PROBLEM DESCRIPTION
Rewrite the items from the line with "Return the outline of every instance of the eroded" up to and including the line with "72 110 L 32", putting "rock wall" in place of "cliff face" and leaving everything else unchanged.

— start of GIVEN DATA —

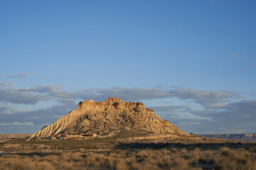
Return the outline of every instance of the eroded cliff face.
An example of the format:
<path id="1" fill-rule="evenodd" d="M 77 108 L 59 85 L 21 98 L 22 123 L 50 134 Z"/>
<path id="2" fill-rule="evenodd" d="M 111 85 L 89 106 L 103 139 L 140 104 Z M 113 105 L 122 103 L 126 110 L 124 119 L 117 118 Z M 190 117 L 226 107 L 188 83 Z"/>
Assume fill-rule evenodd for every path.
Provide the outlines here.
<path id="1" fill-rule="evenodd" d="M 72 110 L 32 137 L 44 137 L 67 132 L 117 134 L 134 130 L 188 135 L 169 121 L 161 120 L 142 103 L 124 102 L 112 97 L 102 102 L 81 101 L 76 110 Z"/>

— end of GIVEN DATA —
— start of GIVEN DATA —

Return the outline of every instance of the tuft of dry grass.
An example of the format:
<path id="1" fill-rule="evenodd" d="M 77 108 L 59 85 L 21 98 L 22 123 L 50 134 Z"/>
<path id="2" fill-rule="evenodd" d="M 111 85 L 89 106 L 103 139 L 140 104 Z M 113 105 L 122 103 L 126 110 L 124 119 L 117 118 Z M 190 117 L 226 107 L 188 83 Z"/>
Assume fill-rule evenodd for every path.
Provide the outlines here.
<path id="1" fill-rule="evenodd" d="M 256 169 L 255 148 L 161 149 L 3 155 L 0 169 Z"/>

— end of GIVEN DATA —
— start of GIVEN DATA —

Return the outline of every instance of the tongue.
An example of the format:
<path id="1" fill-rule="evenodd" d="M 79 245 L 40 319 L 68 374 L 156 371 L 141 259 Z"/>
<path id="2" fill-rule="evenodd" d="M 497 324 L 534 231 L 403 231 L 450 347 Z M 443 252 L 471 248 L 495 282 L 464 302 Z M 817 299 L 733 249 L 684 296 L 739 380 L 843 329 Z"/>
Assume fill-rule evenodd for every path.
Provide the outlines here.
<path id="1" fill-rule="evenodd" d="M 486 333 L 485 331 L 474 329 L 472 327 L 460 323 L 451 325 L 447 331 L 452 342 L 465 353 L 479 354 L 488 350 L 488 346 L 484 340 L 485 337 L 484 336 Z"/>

— end of GIVEN DATA —

TASK RESULT
Return the outline of every instance of the eroded rock wall.
An example of the format:
<path id="1" fill-rule="evenodd" d="M 77 108 L 59 85 L 21 98 L 22 123 L 50 134 Z"/>
<path id="2" fill-rule="evenodd" d="M 111 85 L 89 106 L 103 139 L 140 104 Z M 113 105 L 122 103 L 126 110 L 124 119 L 117 118 Z M 190 117 L 226 107 L 188 83 Z"/>
Assume fill-rule evenodd for every path.
Provide the outlines here.
<path id="1" fill-rule="evenodd" d="M 72 110 L 32 137 L 44 137 L 67 132 L 117 134 L 134 130 L 188 135 L 169 121 L 161 120 L 142 103 L 124 102 L 112 97 L 102 102 L 81 101 L 76 110 Z"/>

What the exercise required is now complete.